DOCUMENT EXTRACT:
########################################
Reader Jess wrote in response to this blog post on sexual harassment:

Obviously each department is its own animal, but having worked the majority of my life on skeleton crew indies (with the exception of one major TV show when I was in school) I’m worried that getting any deeper into things is going to expose me to shit like this.

I’ve lived in Portland most of my life, and have a pretty good idea which set this was on—but I’m still unsettled by the fact that someone can get iced out of the business for bringing up real safety concerns.

As a woman, who prefers to stay relatively low on the food chain for personal reasons, is this behavior something to expect should I start working on more established projects? If so, what are some tips for handling it in a way that’s professional, but doesn’t give anyone the idea that their shit is tolerable? (Whether you yourself have experienced it, or seen your colleagues experience it.)

Ugh, I can’t believe I’m saying this, but I really hate the fact that I still have to write about this in $current_year. I thought we solved the problem with this old blog post.{{1}}

The sad truth is, sexual harassment is going to happen. Part of the problem is that humans are assholes, and humans are sexual beings, so some humans are going to be assholes about sex. It will never completely go away, even though we’ve made progress over the decades.

We’re special

Hollywood has an extra problem, because we think we’re somehow unique, and different from any other workplace. Some of you are too young to remember, but about ten years ago, a writers assistant on Friends sued the producers for sexual harassment. The judge threw the case out, because “vulgar and coarse comments by the show’s writers reflected the ‘creative workplace’ for a comedy with sexual themes.”

I wasn’t there, so I don’t know what happened. Discussing sex in the writers room of a show about the sexual activity of six friends may be okay, but something like this isn’t–

A distressing number of people I work with don’t seem to know the difference. But that Friends case gets brought up an awful lot.

What to do?

I talked to a number of friends about these sorts of situations, and we came up with a little checklist of things to do, if you find yourself on the receiving end of some unwanted attention.

1. Talk to the person (if you feel comfortable).

As I said, some people behave on set in ways they never would at a corporate office (or even shipyard). It’s possible they may not even realize they’re making you uncomfortable.
########################################
RECORDS PROVIDED:
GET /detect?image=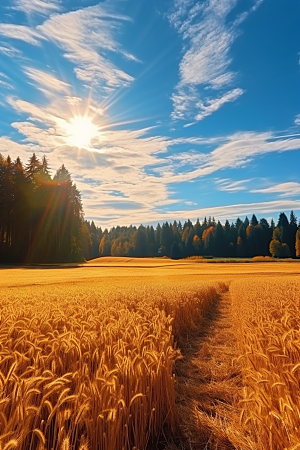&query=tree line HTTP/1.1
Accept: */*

[0,154,300,263]
[87,211,300,259]
[0,154,91,263]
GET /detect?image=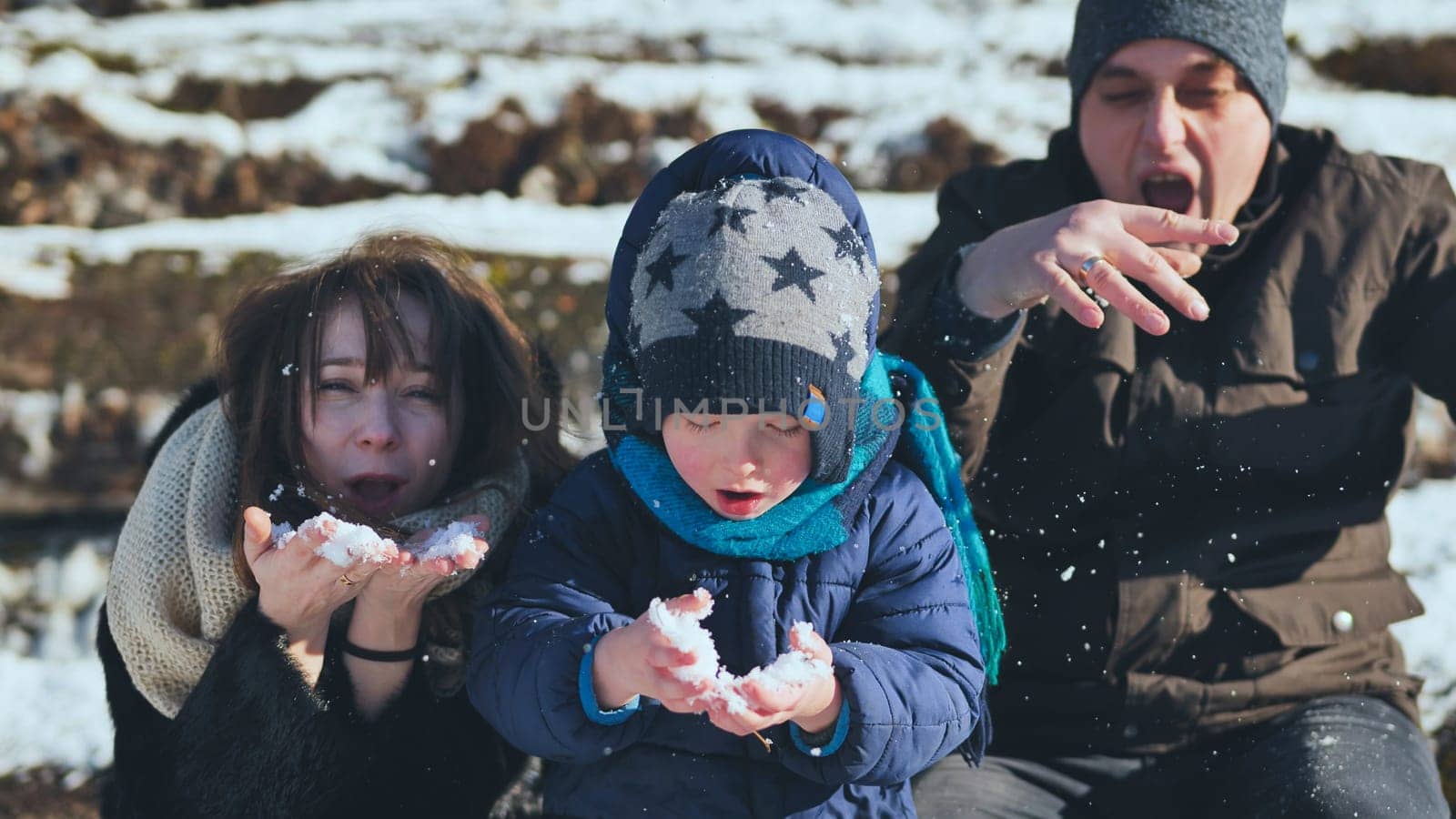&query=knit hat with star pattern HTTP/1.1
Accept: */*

[629,177,879,480]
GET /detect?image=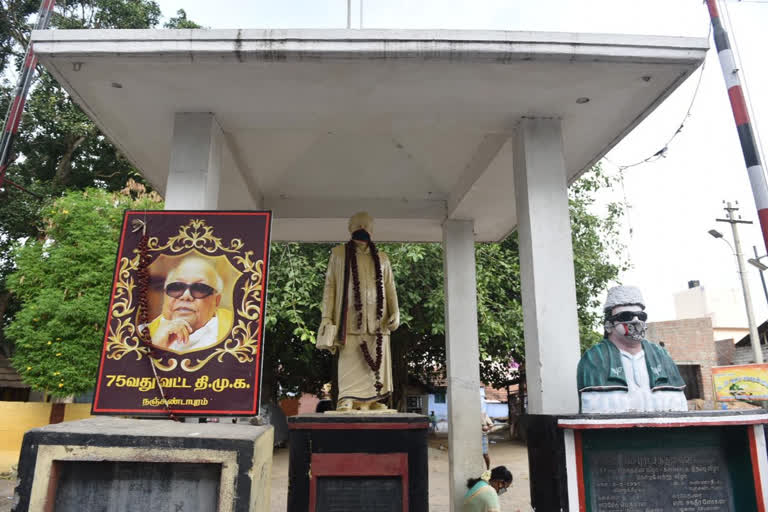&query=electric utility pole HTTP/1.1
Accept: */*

[715,201,763,363]
[705,0,768,256]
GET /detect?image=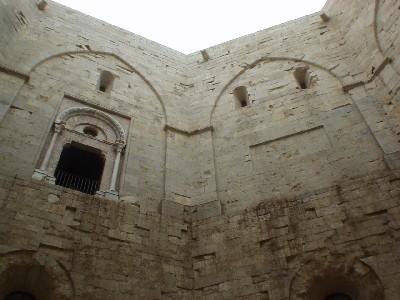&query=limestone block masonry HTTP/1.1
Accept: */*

[0,0,400,300]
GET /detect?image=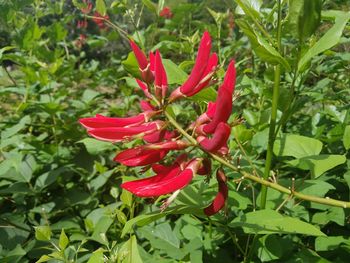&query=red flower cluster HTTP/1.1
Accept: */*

[80,32,236,215]
[92,11,109,29]
[159,6,173,19]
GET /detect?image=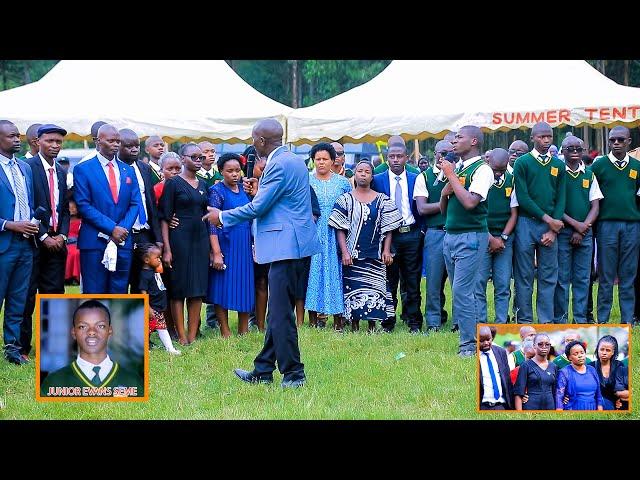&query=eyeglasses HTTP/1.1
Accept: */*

[183,153,207,162]
[564,147,584,153]
[609,137,627,143]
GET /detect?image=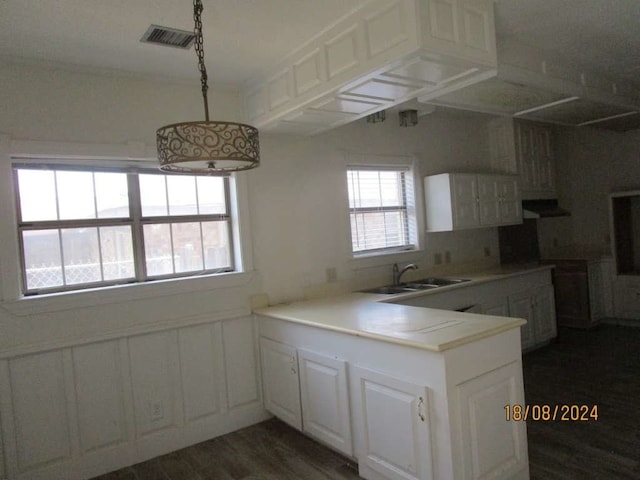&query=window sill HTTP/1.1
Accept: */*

[0,272,254,316]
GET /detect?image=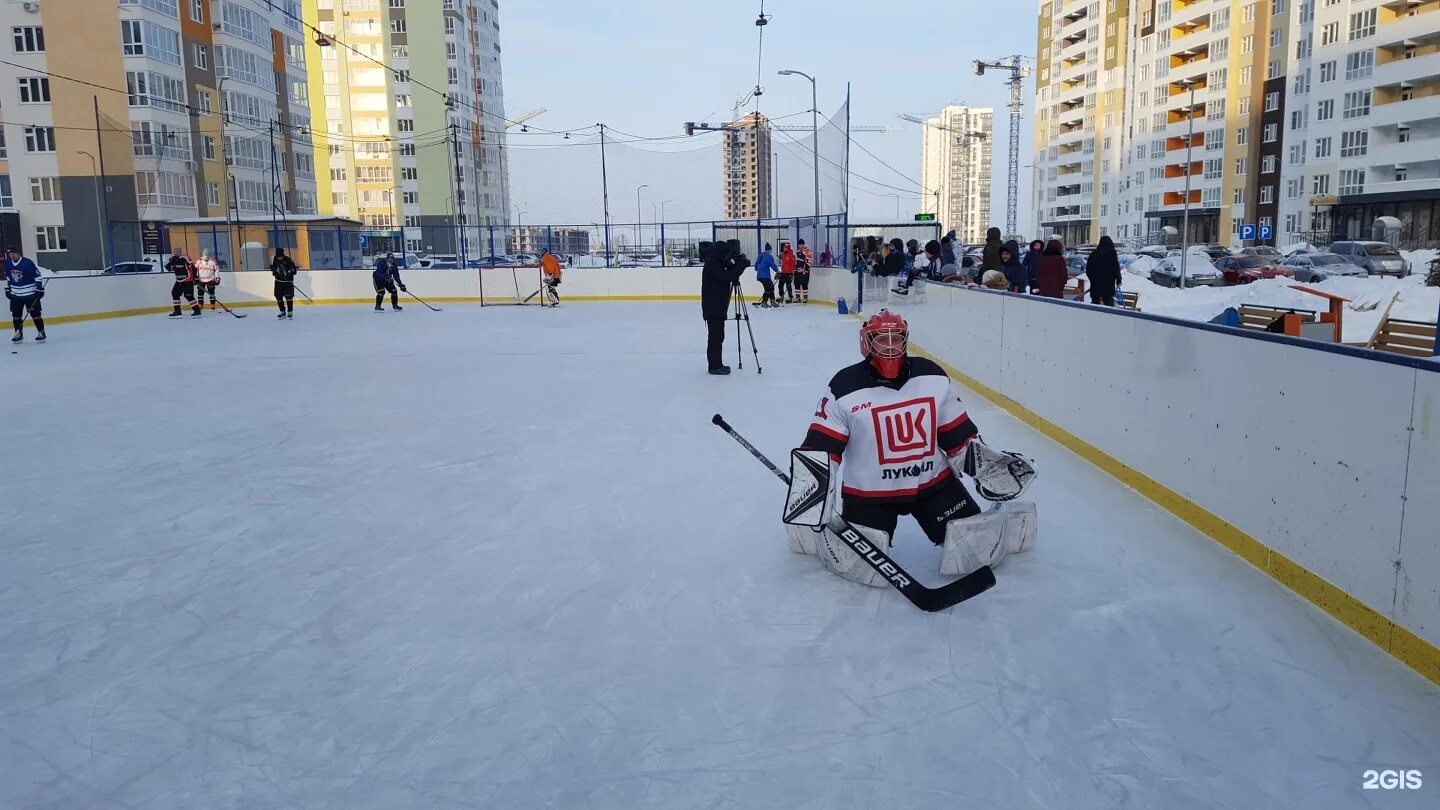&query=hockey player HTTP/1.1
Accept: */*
########################################
WORK TO COMPLETE:
(A) Copy the passage of the harassment post starting at "What to do?" and ending at "you feel comfortable).".
(B) Decide whether each statement agrees with the harassment post, answering yes or no and quoting the words that settle it: (i) Jess has lived in Portland most of her life. (ii) The judge in the Friends case ruled for the writers assistant. (iii) The writer expects sexual harassment to disappear completely someday.

WORKED SOLUTIONS:
(A)
What to do?

I talked to a number of friends about these sorts of situations, and we came up with a little checklist of things to do, if you find yourself on the receiving end of some unwanted attention.

1. Talk to the person (if you feel comfortable).

(B)
(i) Yes: "I’ve lived in Portland most of my life"
(ii) No: "The judge threw the case out"
(iii) No: "It will never completely go away"